»»
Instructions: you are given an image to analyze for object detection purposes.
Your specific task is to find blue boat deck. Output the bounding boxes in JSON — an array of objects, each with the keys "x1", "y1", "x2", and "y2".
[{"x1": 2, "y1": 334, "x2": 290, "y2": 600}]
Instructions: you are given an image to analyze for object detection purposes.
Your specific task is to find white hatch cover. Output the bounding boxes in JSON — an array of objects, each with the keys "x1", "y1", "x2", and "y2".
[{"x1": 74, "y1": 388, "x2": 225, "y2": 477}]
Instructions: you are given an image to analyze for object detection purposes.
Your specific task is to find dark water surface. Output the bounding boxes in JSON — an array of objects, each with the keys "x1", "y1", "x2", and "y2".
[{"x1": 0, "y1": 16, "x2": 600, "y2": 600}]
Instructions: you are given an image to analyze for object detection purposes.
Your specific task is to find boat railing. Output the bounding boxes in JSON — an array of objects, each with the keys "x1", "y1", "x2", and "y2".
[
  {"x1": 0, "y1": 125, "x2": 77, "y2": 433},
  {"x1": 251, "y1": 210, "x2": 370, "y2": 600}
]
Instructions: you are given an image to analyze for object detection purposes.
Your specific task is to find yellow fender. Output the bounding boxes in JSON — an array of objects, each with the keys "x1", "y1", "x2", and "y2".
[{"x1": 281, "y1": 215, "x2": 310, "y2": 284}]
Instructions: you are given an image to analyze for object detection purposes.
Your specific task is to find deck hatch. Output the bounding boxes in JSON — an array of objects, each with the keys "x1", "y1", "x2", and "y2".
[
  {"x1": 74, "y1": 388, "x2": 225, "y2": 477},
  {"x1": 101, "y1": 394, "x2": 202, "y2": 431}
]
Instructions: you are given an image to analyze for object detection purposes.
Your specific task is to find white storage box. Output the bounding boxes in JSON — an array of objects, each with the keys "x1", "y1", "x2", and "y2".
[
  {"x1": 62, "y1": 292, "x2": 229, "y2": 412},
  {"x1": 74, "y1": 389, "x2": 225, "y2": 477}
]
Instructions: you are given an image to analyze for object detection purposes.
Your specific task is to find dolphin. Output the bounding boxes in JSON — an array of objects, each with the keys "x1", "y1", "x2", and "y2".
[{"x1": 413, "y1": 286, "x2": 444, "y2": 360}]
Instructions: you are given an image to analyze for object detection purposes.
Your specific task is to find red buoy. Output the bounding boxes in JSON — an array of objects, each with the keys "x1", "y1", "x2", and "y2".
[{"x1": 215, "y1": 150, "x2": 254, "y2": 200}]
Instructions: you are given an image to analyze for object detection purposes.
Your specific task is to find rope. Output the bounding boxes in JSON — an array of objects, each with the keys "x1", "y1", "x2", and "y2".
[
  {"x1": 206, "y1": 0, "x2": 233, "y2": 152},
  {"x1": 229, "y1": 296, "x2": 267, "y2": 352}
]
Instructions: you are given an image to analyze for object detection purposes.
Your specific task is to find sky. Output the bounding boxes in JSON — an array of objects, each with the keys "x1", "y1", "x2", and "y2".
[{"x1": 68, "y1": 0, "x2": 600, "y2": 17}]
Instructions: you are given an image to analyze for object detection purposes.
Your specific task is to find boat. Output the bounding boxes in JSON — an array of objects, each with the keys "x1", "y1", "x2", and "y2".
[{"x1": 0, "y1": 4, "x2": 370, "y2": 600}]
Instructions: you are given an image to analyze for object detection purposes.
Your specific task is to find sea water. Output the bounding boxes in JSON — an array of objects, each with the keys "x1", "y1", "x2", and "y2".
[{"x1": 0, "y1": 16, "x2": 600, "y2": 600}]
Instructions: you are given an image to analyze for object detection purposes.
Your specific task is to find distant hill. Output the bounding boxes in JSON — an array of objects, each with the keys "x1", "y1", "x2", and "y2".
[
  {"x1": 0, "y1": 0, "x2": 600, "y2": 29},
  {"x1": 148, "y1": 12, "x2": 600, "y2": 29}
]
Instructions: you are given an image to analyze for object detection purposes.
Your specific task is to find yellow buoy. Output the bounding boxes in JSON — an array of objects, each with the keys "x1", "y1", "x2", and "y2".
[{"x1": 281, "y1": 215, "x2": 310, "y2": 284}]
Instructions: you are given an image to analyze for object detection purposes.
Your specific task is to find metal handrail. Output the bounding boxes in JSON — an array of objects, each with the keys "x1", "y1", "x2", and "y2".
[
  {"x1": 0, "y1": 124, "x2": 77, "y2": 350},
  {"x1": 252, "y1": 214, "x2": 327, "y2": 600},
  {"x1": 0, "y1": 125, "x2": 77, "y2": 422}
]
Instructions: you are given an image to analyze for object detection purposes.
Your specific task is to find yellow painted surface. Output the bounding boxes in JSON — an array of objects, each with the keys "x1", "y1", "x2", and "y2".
««
__AIM__:
How many lines in the items above contain the string "water"? Reply with the number alone.

__CORRECT ANSWER__:
2